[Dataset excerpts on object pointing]
====================

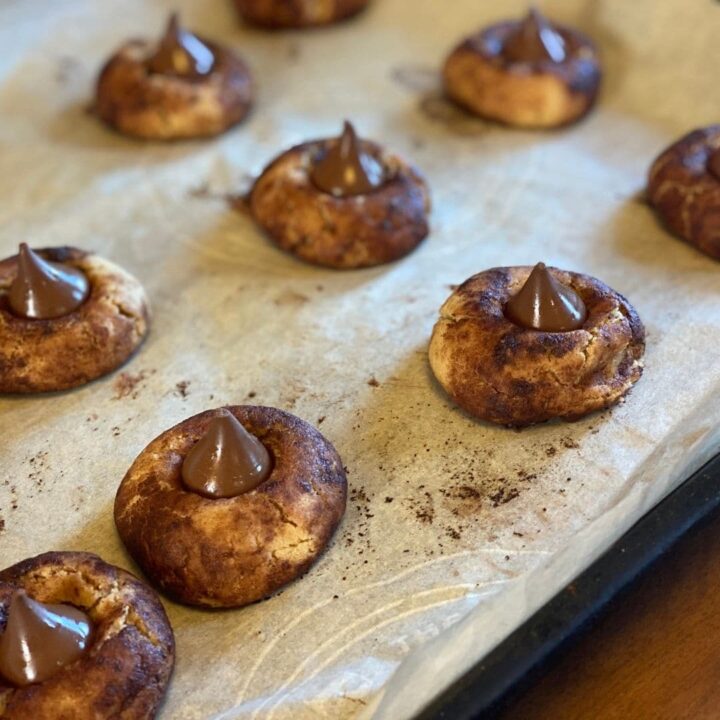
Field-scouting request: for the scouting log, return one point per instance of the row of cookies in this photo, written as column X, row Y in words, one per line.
column 529, row 73
column 259, row 467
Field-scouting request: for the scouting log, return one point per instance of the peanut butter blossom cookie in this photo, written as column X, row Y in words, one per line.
column 528, row 73
column 684, row 189
column 66, row 317
column 342, row 203
column 230, row 505
column 520, row 345
column 182, row 87
column 80, row 639
column 298, row 13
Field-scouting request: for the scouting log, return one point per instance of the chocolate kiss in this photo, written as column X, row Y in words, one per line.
column 545, row 304
column 44, row 289
column 226, row 461
column 534, row 40
column 713, row 164
column 346, row 170
column 181, row 53
column 40, row 639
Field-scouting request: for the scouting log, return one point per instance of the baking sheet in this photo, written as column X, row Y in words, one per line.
column 455, row 531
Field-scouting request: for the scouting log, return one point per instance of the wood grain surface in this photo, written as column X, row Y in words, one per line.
column 655, row 654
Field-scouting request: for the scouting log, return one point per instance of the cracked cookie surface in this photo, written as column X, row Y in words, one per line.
column 234, row 551
column 162, row 107
column 509, row 375
column 340, row 232
column 685, row 193
column 64, row 352
column 126, row 669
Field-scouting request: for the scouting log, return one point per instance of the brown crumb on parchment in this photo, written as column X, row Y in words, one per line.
column 129, row 385
column 182, row 389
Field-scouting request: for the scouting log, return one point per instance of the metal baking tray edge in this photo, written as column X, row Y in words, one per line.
column 511, row 665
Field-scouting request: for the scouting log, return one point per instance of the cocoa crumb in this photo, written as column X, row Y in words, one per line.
column 181, row 388
column 502, row 496
column 128, row 385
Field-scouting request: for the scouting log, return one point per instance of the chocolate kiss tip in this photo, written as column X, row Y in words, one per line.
column 545, row 304
column 43, row 290
column 534, row 40
column 345, row 169
column 39, row 639
column 226, row 461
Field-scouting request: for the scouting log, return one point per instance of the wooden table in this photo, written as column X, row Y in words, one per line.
column 654, row 655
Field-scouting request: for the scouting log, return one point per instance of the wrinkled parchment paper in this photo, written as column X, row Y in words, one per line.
column 456, row 531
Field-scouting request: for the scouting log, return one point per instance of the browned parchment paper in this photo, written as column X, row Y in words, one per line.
column 456, row 531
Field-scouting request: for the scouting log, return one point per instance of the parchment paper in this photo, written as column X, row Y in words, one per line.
column 456, row 531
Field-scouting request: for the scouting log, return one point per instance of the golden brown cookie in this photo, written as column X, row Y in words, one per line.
column 684, row 189
column 156, row 106
column 297, row 13
column 125, row 671
column 341, row 232
column 540, row 92
column 507, row 374
column 233, row 551
column 64, row 352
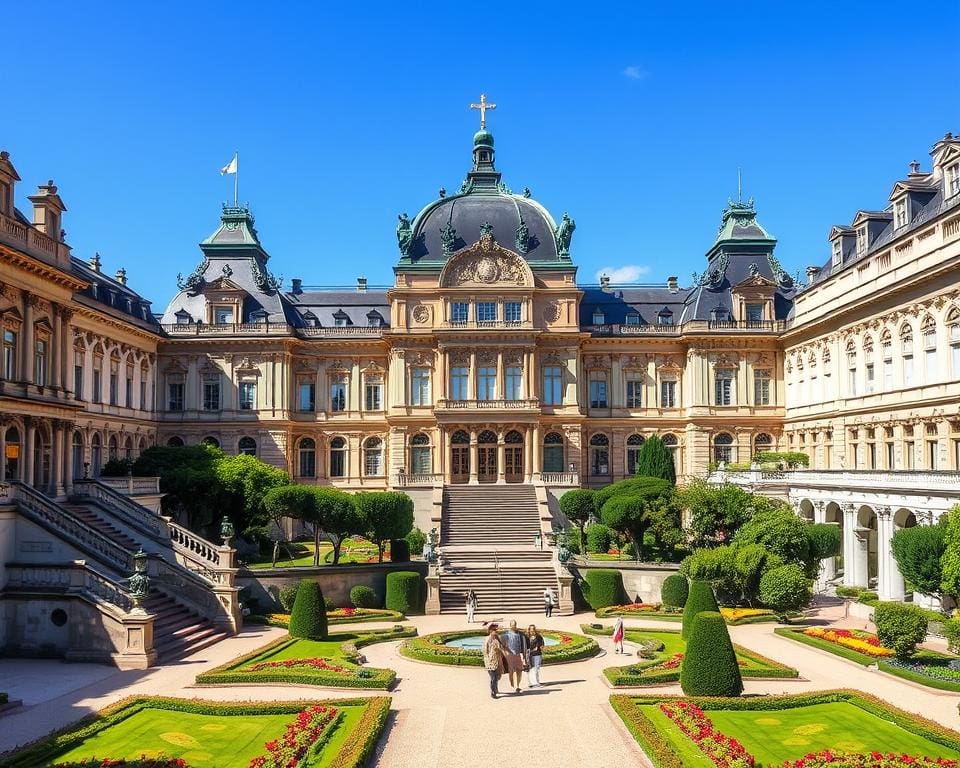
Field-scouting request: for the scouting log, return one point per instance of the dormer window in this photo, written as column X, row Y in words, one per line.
column 900, row 213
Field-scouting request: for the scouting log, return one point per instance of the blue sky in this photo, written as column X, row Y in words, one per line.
column 633, row 117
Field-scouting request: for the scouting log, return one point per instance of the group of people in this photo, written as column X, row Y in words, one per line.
column 512, row 653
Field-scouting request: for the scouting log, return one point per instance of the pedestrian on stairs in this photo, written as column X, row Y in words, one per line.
column 471, row 605
column 547, row 602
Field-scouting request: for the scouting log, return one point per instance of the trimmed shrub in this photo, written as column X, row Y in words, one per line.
column 599, row 538
column 308, row 618
column 674, row 591
column 901, row 627
column 700, row 598
column 362, row 596
column 710, row 665
column 784, row 589
column 604, row 587
column 404, row 592
column 399, row 551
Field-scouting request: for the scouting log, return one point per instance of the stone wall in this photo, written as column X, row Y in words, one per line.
column 264, row 584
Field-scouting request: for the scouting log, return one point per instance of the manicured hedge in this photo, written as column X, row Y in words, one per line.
column 431, row 648
column 701, row 598
column 604, row 587
column 404, row 591
column 352, row 754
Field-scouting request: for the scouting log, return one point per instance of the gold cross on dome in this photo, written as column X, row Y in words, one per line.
column 483, row 106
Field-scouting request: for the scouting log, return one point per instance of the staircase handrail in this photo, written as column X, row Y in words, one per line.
column 119, row 504
column 38, row 507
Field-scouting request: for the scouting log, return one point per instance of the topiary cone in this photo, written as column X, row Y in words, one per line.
column 308, row 618
column 709, row 665
column 699, row 598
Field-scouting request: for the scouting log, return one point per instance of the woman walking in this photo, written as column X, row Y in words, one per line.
column 493, row 659
column 618, row 635
column 471, row 605
column 534, row 656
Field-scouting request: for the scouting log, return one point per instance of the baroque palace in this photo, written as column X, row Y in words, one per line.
column 487, row 364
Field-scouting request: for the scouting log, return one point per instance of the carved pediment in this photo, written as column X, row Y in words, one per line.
column 486, row 263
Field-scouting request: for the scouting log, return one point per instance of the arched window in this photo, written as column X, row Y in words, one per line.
column 634, row 446
column 420, row 455
column 599, row 455
column 553, row 452
column 373, row 457
column 723, row 447
column 338, row 457
column 307, row 457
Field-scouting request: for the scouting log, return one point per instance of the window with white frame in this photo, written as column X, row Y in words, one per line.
column 420, row 385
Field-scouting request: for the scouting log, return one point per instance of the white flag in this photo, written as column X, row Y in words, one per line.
column 230, row 167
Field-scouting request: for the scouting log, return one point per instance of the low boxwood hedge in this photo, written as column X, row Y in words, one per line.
column 352, row 754
column 233, row 672
column 431, row 648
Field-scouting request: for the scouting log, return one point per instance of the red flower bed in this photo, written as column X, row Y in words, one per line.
column 869, row 760
column 301, row 734
column 723, row 750
column 315, row 663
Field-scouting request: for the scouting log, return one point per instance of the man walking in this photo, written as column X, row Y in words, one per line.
column 515, row 645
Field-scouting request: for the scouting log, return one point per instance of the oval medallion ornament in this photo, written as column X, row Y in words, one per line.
column 487, row 271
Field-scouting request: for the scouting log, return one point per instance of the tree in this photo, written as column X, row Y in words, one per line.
column 579, row 507
column 337, row 512
column 656, row 461
column 918, row 551
column 385, row 515
column 632, row 513
column 294, row 501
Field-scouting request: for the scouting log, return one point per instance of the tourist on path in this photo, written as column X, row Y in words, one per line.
column 618, row 635
column 471, row 605
column 534, row 656
column 493, row 658
column 515, row 645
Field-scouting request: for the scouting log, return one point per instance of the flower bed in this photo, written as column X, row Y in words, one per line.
column 357, row 731
column 433, row 648
column 773, row 730
column 340, row 671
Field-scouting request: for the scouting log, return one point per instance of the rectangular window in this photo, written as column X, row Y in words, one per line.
column 513, row 382
column 248, row 395
column 723, row 388
column 459, row 382
column 211, row 393
column 598, row 389
column 552, row 385
column 338, row 394
column 487, row 382
column 175, row 396
column 761, row 387
column 306, row 396
column 668, row 394
column 486, row 311
column 420, row 386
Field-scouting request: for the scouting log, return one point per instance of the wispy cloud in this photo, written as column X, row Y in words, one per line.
column 634, row 72
column 628, row 273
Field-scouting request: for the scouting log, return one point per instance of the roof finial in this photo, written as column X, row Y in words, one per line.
column 483, row 106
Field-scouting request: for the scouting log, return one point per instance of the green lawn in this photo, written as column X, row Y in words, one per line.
column 788, row 734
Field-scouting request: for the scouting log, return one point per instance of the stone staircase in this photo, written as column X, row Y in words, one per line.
column 488, row 535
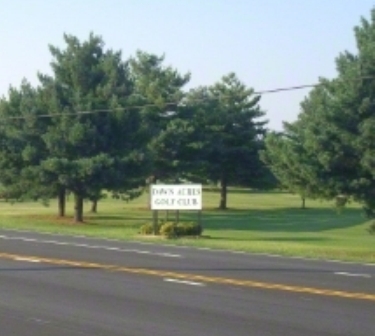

====================

Reproduce every line of the data verbatim, leaving out the pictures.

Field-scouting request: for the scouting log, return one point per instance of the row of cookies in this photo, written as column X, row Y in words, one per line.
column 529, row 73
column 259, row 467
Field-scouting request: for the scouting log, return one point per instance of the peanut butter blossom cookie in this photo, written as column X, row Y in words, one per line.
column 528, row 73
column 684, row 189
column 66, row 317
column 342, row 203
column 230, row 505
column 520, row 345
column 182, row 87
column 80, row 639
column 298, row 13
Field-scouting request: for the scouting log, return one point per instance of the chocolate kiss in this photo, written as column X, row Y in words, one per line.
column 545, row 304
column 44, row 289
column 226, row 461
column 534, row 40
column 713, row 164
column 346, row 170
column 181, row 53
column 40, row 639
Field-scouting request: for the scouting log, return one point per instance of the baking sheet in this photo, written as column X, row Y in words, one per line.
column 455, row 531
Field-scouting request: for the scouting log, return one point per instance of the wood grain surface in this photo, written as column X, row Y in words, one per line.
column 655, row 654
Field-scouting request: for the scouting log, return one point per instance of the cracked cookie surface in this photo, written as column X, row Y in words, one per line.
column 234, row 551
column 162, row 107
column 509, row 375
column 340, row 232
column 685, row 193
column 64, row 352
column 126, row 669
Field-scouting request: for the scouting log, return one point per instance of the brown crumb on parchment in this photo, written as column X, row Y in words, one per line.
column 129, row 385
column 182, row 389
Field-scouting request: for the scouting log, return one point per instance of the metal baking tray edge in this photo, written as column X, row Y in words, one per line.
column 511, row 665
Field-scouting request: for the scouting log, return one point per instance of the cocoa crumb in this photo, written as column X, row Y in words, one per line.
column 181, row 388
column 502, row 496
column 128, row 385
Field-scouting request: for the scouting log, return one point per instance of the chocolate kiss tip in this photo, written as column X, row Y in words, one per line.
column 545, row 304
column 43, row 290
column 534, row 40
column 345, row 169
column 39, row 639
column 226, row 461
Field-scouting request: for the scouting log, return one point per instance of the wooden table in this photo, written as column X, row Y in words, one per line.
column 654, row 655
Field-scouting request: for the scouting log, return one point per instance of the wrinkled parchment paper in this photo, written as column X, row Y in words, one per line.
column 456, row 531
Field-scouting request: for the scouting log, return one point per instance of the browned parchment paper in this photo, written as column X, row Y in words, one per line.
column 456, row 531
Field-scouting request: for the scouting log, return one point per instance of the parchment paper in this photo, written as column X, row Y in words, one per line.
column 456, row 531
Field-scouting request: for the scouting log, return one point per instance of the golden brown cookie in this photo, written as column X, row Y in words, one per line.
column 684, row 189
column 156, row 106
column 297, row 13
column 125, row 671
column 341, row 232
column 540, row 92
column 507, row 374
column 233, row 551
column 64, row 352
Field-scouting request: for the scouting log, return one point per instance of the dormer window in this photo, written as column X, row Y in words, one per line.
column 900, row 213
Field-scouting request: for the scouting log, return one point per instance of the blue sky in this photo, written as column X, row Y in words, one per line.
column 633, row 117
Field-scouting request: for the scouting log, return one point per instance of the group of people in this photo, written as column X, row Y in words, one per line.
column 512, row 653
Field-scouting request: for the scouting log, return one point per instance of the pedestrian on stairs in this photo, written as column X, row Y in words, one per line.
column 471, row 605
column 547, row 602
Field-scouting request: for the scouting log, return one point per instance of the trimmed shrub in this photo, written as column X, row Y in words, one per line.
column 599, row 538
column 308, row 618
column 674, row 591
column 901, row 627
column 700, row 598
column 362, row 596
column 710, row 665
column 784, row 589
column 604, row 587
column 404, row 592
column 399, row 551
Field-scouting request: for the scouting log, return one point per instance of the stone wall in this photo, written as column X, row Y in words, one per line.
column 264, row 584
Field-scouting request: for the scouting log, return one point per instance of the manicured hedge in this photo, written as column X, row Y in words, one per line.
column 431, row 648
column 701, row 598
column 604, row 587
column 404, row 591
column 352, row 754
Field-scouting request: for the scouting log, return one point per instance of the gold cross on dome in this photo, written as column X, row Y in words, one per line.
column 483, row 106
Field-scouting request: for the scouting log, return one point per instance of the staircase handrail in this photo, written as column X, row Y in words, one per line.
column 119, row 504
column 38, row 507
Field-scouting request: for the scouting log, return one point per instance of the topiary cone in this photo, written as column X, row Y in words, one per line.
column 308, row 618
column 709, row 665
column 699, row 598
Field-scouting request: for the scouting log, return one point per instance of the woman walking in this photo, written as column X, row Y in words, one per line.
column 493, row 659
column 618, row 635
column 471, row 605
column 534, row 656
Field-scouting request: for the scouting log, return one point per instance of the baroque palace in this photo, written as column X, row Y in words, one per line.
column 487, row 364
Field-scouting request: for the scouting log, return one point per instance of the carved pediment in this photo, written as column X, row Y in words, one per line.
column 486, row 263
Field-scouting request: for the scouting log, return one point per instance of the arched window in this photo, written as column X, row Y in words, one per line.
column 634, row 446
column 420, row 455
column 599, row 455
column 553, row 452
column 373, row 457
column 723, row 447
column 338, row 457
column 307, row 457
Field-scouting request: for the scouting log, return one point per instance of the window with white frame in this photo, written as column X, row Y in words, one per line.
column 420, row 385
Field-scouting request: for the scouting log, return one point per instance of the white flag in this photo, written as column X, row Y in words, one per line.
column 230, row 167
Field-scouting request: for the scouting log, return one point per instance of the low boxwood hedge in this photo, written as column X, row Y in words, one per line.
column 352, row 754
column 233, row 672
column 431, row 648
Field-scouting request: for the scouting log, return one point per instance of the red flower bed in this photo, written as column X, row Y in words, one per line.
column 869, row 760
column 301, row 734
column 723, row 750
column 315, row 663
Field-scouting request: for the scouting log, return one point per instance of the man walking in this photo, written as column X, row Y in words, one per line.
column 515, row 645
Field-scouting request: for the scouting log, return one point per instance of the oval medallion ornament in this photo, written as column X, row Y in words, one per line.
column 487, row 271
Field-scouting request: for the scouting log, return one point per instance of the tree in this photo, written as column X, row Y in words, one per line.
column 579, row 507
column 337, row 512
column 656, row 461
column 918, row 551
column 385, row 515
column 632, row 513
column 294, row 501
Field-scouting request: for the scouting log, return one point per instance of the tourist on path in this photo, written as column X, row Y in words, one per line.
column 618, row 635
column 471, row 605
column 534, row 656
column 493, row 658
column 515, row 645
Field-scouting request: for the scouting log, return one point per instance of the flower bed in this photo, written as column X, row Y in words, one per line.
column 357, row 731
column 433, row 648
column 773, row 730
column 340, row 671
Field-scouting request: for the scouting log, return one point per instance of the rectangular window in this photo, written as column X, row Y in words, one per line.
column 513, row 382
column 248, row 395
column 723, row 388
column 459, row 382
column 211, row 393
column 598, row 389
column 552, row 385
column 338, row 394
column 487, row 382
column 175, row 396
column 761, row 387
column 306, row 396
column 668, row 394
column 486, row 311
column 420, row 386
Field-scouting request: for the scouting log, return one point per instance of the wispy cloud in this photo, written as column X, row Y in words, one per line.
column 634, row 72
column 628, row 273
Field-scouting request: for the scouting log, return one point per instance of the roof finial in this photo, written as column X, row Y in words, one per line.
column 483, row 106
Field-scouting request: for the scouting log, return one point per instance of the green lawn in this photo, written as column X, row Y in words, one per line.
column 788, row 734
Field-scouting request: for the scouting log, return one point per instance of the stone staircase in this photo, written as column X, row Y in words, one per line.
column 488, row 535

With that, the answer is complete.